◆ **Reading text**:

The unfortunate thing is that this is an accurate way to measure people consuming music and people misunderstand this as the purpose of the charts. Has Ed Sheeran’s Divide album been the most popular album and set of tracks in the UK over the past 7 days? Absolutely, and it deserves its position at the top for that. Are people engaging with several of the tracks from this album? Certainly they are. Some of them. See, the problem with Spotify and other services being a measuring stick is that too many people listen passively, will play a whole playlist through and all those plays, the songs they love on that playlist and the songs they merely think are okay background noise, will count towards the charts. Now, there’s no way to objectively measure how engaged a listener is but those less engaged listeners will gravitate towards industry-designed playlists and fulfil the record label’s wishes of getting their most invested artists the listens they expect them to. It’s a cold, business model and the quality of the music has little to no bearing because the playlists will get the plays no matter what. And this hurts the music industry.

All industries in entertainment must survive by the best quality product being the most successful, or future creators of entertainment will not strive to make sure that theirs is also the best. What is popular must also not always go the way the big industry experts plan, for one of the beauties of entertainment must be that the people make an informed personal choice about what they choose to make popular, because they like it. That’s basic. The problem with Ed’s album taking up a large majority of the singles chart this week, and the possibility that popular albums taking up multiple spaces in the singles chart could be a regular occurrence, is that this obscures new musical stars from getting their dues at the top of the charts, it plays into the hands of the record labels owning the current biggest stars and ensures that the list of names at the top of the charts remains stagnant. Ed Sheeran came into the music industry in 2011. Name a huge musical name who has come in since. Drake started in 2009, Bieber in 2010, Adele in 2008. The Chainsmokers are more recent, true, but no one is attached to a dance act’s name power, they just take what songs they hear in the club. There have been far less debutants than there have been for a long time getting a shot at the top end of the charts and because of the way that streaming rewards background, ‘nice’, tracks, any new people will want to emulate one of the sounds of those that are already popular. There is limited risk, there is limited variability in the sound that is pervading the top of the chart, and we are heading our way to a very stagnant and dull period of music, purely because of the way that the charts work. I would normally say at this point that it’s okay, there is still good music in the underground, except that’s seeming less and less true as each day goes by, each year I find less and less worth talking about and I blame what has been going on at the top for this. Divide has definitely divided opinion, but it hasn’t divided the music industry into competing against it, and that is the huge problem.

Essentially the music industry needs to find a method to incorporate streaming but also allow for much greater fluidity in the chart or it risks total  collapse in innovation as well as its profits. I don’t think I’m indulging in hyperbole either.

(aside: as I’ve written this, Steps have replaced Ed Sheeran at #1 on iTunes in the UK (not necessarily meaning much unless they also have stream numbers but go them). This is a much better start, an act who we all thought was out of the game coming back in with a strong return. Not quite as good as a brand new genre-bending act but it’s a start.)

◆ **Written request 1**:
Return the part of the passage on music charts between "Essentially the music" and "in hyperbole either.", inclusive.
The passage on music charts and the records that follow it were taken from separate sources.

(Items collected in a dataset)
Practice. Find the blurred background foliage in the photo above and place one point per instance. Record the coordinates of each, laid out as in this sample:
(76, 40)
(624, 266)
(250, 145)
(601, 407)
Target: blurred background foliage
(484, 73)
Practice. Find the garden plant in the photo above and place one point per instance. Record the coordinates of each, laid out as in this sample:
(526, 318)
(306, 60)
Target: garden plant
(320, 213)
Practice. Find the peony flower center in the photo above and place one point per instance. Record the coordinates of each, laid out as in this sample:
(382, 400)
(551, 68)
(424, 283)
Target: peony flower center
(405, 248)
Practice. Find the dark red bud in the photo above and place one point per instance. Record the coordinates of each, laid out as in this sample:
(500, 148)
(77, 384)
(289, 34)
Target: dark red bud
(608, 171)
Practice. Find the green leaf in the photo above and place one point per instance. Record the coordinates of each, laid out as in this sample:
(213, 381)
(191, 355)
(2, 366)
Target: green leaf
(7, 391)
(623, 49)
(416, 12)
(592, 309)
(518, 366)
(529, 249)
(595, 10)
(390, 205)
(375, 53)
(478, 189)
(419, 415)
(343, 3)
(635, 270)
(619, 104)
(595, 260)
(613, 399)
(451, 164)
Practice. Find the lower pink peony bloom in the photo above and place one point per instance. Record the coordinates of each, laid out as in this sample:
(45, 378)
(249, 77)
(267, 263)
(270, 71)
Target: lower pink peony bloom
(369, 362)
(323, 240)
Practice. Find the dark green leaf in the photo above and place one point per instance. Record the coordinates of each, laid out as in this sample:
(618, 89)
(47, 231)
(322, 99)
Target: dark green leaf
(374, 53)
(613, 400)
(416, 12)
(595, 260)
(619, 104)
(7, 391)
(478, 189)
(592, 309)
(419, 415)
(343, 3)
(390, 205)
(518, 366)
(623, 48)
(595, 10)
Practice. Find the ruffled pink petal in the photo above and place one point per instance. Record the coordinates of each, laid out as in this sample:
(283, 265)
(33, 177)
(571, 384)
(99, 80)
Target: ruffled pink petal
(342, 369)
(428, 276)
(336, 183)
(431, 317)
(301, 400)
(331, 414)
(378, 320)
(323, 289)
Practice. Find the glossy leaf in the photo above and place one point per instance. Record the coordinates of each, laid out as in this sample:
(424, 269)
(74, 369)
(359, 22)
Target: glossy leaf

◆ **Written request 2**:
In the records, substitute "shiny leaf" for "glossy leaf" in the lines from the one holding "Practice. Find the glossy" through the end of the records, inclusive. Leave everything else unchanged and give back those lines alone.

◆ **Right answer 1**:
Essentially the music industry needs to find a method to incorporate streaming but also allow for much greater fluidity in the chart or it risks total  collapse in innovation as well as its profits. I don’t think I’m indulging in hyperbole either.

◆ **Right answer 2**:
Practice. Find the shiny leaf in the photo above and place one point per instance. Record the coordinates of each, laid out as in this sample:
(424, 269)
(74, 369)
(359, 22)
Target: shiny leaf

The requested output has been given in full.